#### [Set task]
Transfer the entries between the lines holding "detect front tire." and "left=0, top=389, right=1000, bottom=667", inclusive, keeping the requests, and add -106 to every bounding-box coordinate in the answers.

#### [Material provided]
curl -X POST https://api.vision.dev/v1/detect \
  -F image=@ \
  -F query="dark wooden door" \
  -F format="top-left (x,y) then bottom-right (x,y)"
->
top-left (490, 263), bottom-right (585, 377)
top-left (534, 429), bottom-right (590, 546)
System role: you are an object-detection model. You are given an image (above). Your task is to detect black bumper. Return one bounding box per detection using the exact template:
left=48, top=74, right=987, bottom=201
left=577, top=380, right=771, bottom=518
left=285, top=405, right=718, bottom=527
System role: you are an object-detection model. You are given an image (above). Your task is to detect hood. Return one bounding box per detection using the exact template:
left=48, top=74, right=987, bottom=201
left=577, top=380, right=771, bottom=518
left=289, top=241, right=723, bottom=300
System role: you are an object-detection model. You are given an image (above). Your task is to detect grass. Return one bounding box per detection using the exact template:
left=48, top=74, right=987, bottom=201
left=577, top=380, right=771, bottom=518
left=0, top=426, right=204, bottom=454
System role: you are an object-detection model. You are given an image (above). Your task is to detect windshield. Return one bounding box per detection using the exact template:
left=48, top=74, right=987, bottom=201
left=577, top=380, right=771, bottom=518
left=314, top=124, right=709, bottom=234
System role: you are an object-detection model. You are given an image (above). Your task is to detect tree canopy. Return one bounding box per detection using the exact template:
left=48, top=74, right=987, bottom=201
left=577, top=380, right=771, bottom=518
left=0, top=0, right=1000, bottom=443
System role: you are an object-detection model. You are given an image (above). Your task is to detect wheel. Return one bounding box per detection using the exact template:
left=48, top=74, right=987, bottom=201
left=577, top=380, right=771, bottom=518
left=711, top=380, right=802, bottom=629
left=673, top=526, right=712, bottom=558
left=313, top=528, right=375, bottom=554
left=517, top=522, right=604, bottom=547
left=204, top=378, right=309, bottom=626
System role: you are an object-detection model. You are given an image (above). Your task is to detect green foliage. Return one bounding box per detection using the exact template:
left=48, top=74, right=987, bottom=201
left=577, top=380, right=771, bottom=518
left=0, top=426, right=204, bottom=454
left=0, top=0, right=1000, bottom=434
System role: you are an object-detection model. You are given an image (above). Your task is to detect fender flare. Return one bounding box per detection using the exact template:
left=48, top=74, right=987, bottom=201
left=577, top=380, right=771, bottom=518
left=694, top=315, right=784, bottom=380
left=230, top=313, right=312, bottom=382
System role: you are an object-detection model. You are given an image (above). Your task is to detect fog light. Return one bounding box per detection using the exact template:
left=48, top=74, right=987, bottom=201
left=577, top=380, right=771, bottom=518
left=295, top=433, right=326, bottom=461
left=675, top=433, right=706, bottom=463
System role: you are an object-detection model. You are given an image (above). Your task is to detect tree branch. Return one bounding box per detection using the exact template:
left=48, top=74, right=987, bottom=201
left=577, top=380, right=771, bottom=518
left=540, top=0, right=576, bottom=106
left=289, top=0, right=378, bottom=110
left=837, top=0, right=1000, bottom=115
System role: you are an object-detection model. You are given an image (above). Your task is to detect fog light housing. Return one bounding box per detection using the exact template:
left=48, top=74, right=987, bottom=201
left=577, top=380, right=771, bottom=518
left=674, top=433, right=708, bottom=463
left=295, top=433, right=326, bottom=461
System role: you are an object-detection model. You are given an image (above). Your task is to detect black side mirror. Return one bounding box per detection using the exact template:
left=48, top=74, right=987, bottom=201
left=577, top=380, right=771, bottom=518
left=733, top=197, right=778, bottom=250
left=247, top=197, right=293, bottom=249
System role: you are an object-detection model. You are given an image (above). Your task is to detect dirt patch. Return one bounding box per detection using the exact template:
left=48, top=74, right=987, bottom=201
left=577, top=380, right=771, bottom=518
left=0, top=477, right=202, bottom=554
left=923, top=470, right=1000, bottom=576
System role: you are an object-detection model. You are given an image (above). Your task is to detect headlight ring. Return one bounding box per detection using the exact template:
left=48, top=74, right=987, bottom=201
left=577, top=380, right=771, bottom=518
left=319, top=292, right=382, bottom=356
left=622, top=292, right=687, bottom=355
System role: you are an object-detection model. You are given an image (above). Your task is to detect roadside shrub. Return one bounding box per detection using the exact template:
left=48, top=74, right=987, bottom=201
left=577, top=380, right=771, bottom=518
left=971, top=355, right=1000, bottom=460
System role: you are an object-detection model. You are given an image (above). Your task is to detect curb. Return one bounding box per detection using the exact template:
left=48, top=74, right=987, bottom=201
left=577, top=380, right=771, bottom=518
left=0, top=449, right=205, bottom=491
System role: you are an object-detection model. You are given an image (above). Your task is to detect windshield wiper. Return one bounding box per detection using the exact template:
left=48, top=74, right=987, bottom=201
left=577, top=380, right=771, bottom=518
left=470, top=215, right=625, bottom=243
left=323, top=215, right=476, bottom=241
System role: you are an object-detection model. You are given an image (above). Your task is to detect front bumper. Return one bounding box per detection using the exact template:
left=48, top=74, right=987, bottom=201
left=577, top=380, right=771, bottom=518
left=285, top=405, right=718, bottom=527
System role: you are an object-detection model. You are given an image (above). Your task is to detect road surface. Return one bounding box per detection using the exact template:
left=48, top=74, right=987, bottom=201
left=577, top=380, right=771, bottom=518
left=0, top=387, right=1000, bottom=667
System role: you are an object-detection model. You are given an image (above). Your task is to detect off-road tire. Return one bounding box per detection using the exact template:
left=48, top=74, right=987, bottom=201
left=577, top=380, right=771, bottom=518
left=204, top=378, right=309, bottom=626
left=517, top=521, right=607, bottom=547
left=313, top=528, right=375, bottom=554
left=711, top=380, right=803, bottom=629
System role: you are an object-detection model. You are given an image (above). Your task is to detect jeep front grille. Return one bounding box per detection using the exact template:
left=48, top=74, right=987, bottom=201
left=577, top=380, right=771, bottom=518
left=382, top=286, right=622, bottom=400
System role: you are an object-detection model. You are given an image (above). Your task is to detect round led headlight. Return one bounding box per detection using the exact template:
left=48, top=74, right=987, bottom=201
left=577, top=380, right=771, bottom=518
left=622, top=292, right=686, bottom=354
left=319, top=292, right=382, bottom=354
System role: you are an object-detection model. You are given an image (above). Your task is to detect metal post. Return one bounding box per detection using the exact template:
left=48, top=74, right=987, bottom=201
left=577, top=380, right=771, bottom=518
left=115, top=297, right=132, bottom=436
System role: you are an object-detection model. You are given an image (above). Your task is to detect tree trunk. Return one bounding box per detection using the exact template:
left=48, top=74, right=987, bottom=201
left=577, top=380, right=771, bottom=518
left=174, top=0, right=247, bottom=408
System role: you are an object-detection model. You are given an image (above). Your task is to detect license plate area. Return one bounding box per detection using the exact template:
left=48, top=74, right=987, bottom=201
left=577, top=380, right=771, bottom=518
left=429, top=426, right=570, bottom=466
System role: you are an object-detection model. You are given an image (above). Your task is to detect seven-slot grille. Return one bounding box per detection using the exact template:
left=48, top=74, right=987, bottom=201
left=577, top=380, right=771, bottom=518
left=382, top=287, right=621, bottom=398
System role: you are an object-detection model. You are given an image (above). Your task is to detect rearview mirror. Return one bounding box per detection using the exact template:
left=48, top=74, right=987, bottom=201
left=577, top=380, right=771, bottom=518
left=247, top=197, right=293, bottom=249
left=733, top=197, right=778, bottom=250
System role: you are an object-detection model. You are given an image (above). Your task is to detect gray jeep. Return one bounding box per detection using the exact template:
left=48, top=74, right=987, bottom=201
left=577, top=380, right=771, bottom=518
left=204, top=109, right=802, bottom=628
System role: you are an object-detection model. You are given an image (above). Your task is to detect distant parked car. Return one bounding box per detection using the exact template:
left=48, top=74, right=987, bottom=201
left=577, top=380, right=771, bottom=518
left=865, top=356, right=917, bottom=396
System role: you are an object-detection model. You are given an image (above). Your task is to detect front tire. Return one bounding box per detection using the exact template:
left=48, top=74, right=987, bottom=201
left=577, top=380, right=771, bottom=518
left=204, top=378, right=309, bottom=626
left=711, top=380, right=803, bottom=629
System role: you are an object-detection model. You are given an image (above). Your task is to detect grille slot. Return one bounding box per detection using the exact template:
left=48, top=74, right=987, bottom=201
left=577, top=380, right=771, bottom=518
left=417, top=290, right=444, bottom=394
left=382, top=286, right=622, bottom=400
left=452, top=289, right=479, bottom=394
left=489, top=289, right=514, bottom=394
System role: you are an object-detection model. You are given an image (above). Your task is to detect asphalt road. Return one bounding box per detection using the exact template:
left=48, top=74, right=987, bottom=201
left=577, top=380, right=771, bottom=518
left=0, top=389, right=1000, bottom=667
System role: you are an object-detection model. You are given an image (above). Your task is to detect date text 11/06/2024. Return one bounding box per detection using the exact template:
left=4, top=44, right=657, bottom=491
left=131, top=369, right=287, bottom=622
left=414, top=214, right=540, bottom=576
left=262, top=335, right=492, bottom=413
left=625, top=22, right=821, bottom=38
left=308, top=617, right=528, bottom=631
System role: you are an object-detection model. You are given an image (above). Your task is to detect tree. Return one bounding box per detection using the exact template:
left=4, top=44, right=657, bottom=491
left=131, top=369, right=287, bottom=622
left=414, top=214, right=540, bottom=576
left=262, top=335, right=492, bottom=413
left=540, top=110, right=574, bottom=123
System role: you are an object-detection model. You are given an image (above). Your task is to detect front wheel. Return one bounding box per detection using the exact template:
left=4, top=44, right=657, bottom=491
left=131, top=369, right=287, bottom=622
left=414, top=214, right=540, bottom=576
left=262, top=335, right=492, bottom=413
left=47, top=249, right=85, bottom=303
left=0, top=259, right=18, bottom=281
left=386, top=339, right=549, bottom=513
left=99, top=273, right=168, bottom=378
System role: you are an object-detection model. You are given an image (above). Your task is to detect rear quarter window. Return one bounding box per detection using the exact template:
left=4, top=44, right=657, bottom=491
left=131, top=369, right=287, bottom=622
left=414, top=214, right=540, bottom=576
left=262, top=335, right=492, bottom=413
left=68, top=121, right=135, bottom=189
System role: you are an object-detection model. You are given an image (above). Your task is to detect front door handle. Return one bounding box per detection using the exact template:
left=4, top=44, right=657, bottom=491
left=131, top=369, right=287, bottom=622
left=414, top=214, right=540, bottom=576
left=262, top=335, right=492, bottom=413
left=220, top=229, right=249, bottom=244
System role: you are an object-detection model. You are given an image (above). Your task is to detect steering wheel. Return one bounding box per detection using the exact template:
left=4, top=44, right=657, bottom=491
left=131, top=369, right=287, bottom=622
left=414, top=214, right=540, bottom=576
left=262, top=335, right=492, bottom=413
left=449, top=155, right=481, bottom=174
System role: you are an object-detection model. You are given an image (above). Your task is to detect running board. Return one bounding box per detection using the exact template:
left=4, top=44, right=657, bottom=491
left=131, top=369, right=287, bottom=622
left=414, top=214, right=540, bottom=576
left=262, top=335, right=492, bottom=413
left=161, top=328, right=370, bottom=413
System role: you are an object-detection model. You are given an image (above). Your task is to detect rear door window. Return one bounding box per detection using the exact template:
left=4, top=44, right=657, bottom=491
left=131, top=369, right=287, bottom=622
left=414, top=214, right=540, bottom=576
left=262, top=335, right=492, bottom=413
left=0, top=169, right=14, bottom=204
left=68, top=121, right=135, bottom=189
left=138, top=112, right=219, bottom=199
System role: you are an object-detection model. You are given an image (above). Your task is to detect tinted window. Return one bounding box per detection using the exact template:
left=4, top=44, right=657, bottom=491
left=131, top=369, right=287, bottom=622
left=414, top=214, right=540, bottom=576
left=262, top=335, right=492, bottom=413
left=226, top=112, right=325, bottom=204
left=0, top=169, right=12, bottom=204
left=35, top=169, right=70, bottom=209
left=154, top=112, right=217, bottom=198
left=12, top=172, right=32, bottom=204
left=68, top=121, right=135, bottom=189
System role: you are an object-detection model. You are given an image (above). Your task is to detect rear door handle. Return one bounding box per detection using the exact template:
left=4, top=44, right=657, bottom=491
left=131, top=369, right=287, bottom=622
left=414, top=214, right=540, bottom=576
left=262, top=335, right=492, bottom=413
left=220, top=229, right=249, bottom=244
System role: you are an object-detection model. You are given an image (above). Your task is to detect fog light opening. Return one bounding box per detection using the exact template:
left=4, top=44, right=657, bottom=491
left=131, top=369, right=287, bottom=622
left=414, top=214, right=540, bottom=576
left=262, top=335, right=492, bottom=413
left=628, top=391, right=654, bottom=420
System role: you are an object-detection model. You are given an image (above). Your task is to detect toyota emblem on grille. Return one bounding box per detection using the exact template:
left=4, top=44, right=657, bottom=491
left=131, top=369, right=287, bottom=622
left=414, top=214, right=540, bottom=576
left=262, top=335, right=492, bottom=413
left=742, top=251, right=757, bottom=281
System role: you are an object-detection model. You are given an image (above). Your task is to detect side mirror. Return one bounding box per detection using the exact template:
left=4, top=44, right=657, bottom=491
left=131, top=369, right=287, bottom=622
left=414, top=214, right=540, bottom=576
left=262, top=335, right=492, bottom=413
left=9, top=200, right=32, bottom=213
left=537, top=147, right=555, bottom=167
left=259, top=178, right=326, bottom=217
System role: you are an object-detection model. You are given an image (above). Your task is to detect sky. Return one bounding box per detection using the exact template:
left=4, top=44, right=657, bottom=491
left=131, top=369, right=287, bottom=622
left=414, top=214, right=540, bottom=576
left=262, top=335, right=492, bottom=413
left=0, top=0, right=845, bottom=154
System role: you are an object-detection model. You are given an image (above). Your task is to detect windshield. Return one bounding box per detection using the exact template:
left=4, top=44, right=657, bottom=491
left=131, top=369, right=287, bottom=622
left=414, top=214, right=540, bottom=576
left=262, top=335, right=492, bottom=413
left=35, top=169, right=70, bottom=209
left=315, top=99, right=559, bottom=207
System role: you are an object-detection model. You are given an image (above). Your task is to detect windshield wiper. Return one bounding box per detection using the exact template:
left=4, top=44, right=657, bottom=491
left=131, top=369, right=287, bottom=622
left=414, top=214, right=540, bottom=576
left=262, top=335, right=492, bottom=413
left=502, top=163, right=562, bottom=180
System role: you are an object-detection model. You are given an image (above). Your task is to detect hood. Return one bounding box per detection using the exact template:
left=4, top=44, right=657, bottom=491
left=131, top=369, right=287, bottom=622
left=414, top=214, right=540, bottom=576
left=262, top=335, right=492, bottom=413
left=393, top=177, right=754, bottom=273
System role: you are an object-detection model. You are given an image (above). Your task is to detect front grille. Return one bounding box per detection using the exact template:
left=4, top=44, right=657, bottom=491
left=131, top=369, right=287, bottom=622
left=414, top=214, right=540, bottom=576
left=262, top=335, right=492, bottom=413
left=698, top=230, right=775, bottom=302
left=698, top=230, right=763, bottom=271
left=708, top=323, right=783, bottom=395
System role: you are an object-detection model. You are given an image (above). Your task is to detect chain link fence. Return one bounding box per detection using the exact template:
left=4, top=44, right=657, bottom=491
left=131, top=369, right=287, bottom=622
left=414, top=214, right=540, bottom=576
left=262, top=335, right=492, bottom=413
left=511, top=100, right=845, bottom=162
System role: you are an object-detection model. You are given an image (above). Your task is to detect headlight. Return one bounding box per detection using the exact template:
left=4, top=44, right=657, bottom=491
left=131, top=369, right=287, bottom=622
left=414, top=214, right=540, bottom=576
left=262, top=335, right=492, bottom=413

#### [Complete answer]
System role: you are an object-detection model. You are given an image (above). Your task is to detect front tire. Return one bounding box per detection using the exact template:
left=48, top=74, right=987, bottom=201
left=577, top=380, right=771, bottom=518
left=98, top=272, right=203, bottom=520
left=605, top=274, right=697, bottom=523
System role: you are an object-detection model. You are given an image (above). Your task is to detect grille slot. Return one bounding box per detection using the exact template:
left=48, top=74, right=987, bottom=201
left=577, top=380, right=771, bottom=518
left=311, top=184, right=338, bottom=288
left=276, top=180, right=516, bottom=294
left=346, top=183, right=373, bottom=288
left=383, top=183, right=408, bottom=288
System role: you are an object-detection model. You are given an image (above). Your task is to detect asphalt road. Return one bounding box per detection using the exact template:
left=48, top=74, right=987, bottom=201
left=577, top=380, right=771, bottom=518
left=-106, top=283, right=894, bottom=561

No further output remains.